• Задание A: Кто в тексте о довоенной советской массовой культуре приведен как пример партийных писак и придворных литераторов?
• Задание B: Продолжите текст о довоенной советской массовой культуре сразу после его последнего предложения.

• Извлечённый текст:
◇ ◇ ◇

Прежде чем продолжить, необходимо сделать некоторые пояснения. Исследования довоенной литературы и искусства зачастую сосредоточены на работах известных деятелей, творивших в жанре социалистического реализма, — Шолохова в литературе, Хренникова в музыке и Герасимова в живописи [296]. Конечно, эти исследования не лишены смысла, однако их авторам не следует смешивать эти произведения с довоенной советской массовой культурой в целом [297]. В конце концов, Пушкин, Глинка и Васнецов определяли содержание библиотечных каталогов и массовых изданий в той же степени, что и Шолохов, Хренников и Герасимов. Партийные писаки и придворные литераторы, например В. И. Костылев и А. Н. Толстой, были чрезвычайно плодовиты, к тому же их читала практически вся страна. Следовательно, для понимания сути сталинского «государства пропаганды» необходимо провести глубинный анализ довоенной массовой культуры и внимательно рассмотреть, что именно было опубликовано, отлито, поставлено, экранизировано или выставлено.

◇ ◇ ◇

• Набор данных:

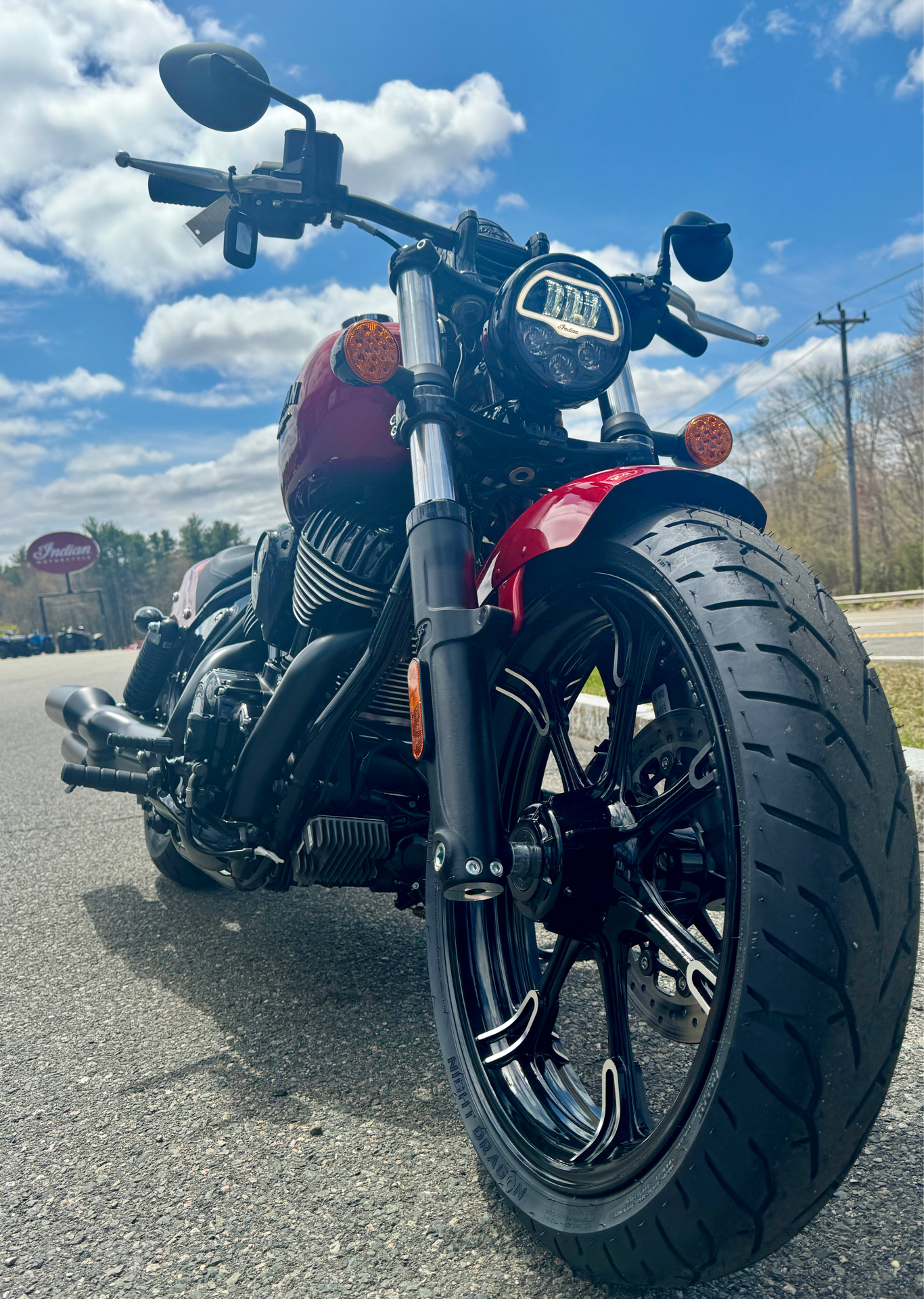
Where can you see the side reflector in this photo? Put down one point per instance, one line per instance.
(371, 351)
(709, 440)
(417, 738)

◇ ◇ ◇

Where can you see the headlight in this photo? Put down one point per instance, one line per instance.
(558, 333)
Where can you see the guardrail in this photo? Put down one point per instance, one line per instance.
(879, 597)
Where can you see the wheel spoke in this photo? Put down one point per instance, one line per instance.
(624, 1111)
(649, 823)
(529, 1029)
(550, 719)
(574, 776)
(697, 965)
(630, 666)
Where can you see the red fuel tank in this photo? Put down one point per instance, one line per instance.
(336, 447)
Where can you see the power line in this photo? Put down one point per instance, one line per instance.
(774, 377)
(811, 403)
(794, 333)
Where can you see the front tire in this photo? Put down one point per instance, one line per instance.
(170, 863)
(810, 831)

◇ ◇ ◇

• Ответ A: В. И. Костылев и А. Н. Толстой.

• Ответ B:
Развертывание социалистического реализма в 1932-1934 годах часто описывается как начало новой эры в русской литературе. Но стал ли он полным разрывом с прошлым? Важно не преувеличивать оригинальность этого жанра [298]. Конечно, на первый взгляд социалистический реализм кажется «революцией сверху», задуманной с целью консолидации государственного контроля над искусством и противостояния литературному радикализму объединений вроде Пролеткульта, РАППа и ЛЕФа. Однако необходимо признать и популистские стороны этого жанра — социалистический реализм был в определенном смысле уступкой консервативным литературным вкусам общества на массовом уровне [299]. Возникнув на фоне движения «учиться у классиков» середины 1920 годов социалистический реализм формировался иол влиянием произведений А. С. Пушкина, Л. Н. Толстого, И. С. Тургенева, А. П. Чехова и Н. А. Некрасова, которые во времена НЭПа печатались более или менее регулярно [300].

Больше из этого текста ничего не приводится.